BEGIN Records to use
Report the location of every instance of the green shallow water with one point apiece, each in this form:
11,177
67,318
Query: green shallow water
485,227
END Records to use
BEGIN Records to use
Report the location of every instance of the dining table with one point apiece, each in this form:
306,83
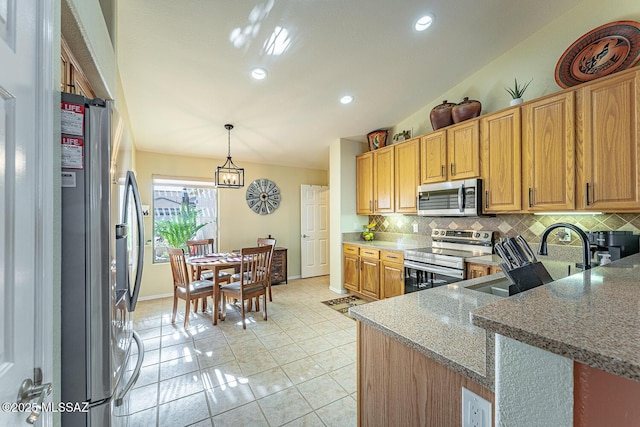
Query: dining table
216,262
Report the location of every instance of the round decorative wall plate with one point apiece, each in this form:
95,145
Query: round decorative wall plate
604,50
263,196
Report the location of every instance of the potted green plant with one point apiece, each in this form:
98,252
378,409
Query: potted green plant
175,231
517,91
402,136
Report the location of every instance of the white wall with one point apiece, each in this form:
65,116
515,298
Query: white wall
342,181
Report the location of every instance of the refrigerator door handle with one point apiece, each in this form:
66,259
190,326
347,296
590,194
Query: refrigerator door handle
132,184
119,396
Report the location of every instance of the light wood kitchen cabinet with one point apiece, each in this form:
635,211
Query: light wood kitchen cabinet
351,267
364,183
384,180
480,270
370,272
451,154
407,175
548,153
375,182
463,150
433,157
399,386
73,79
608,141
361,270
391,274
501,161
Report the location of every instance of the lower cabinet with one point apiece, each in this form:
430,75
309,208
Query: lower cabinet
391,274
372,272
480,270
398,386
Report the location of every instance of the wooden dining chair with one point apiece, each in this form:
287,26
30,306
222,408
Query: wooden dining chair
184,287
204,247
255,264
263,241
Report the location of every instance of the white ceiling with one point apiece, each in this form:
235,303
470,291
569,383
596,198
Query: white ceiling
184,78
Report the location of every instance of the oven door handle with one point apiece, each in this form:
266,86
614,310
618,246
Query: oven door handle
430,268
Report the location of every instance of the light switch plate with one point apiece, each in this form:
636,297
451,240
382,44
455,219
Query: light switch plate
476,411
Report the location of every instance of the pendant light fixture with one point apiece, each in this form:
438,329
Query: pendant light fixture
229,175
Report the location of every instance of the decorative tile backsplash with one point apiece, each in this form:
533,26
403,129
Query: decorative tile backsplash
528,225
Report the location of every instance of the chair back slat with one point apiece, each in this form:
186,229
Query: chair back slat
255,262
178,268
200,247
END Records to use
**Task statement**
Gather every line of the data above that contains the string "pendant" and copy each of those lines in full. Case counts when matching.

**Task output**
Report the location of every instance of the pendant light fixture with one point apiece, each in this form:
Query: pendant light fixture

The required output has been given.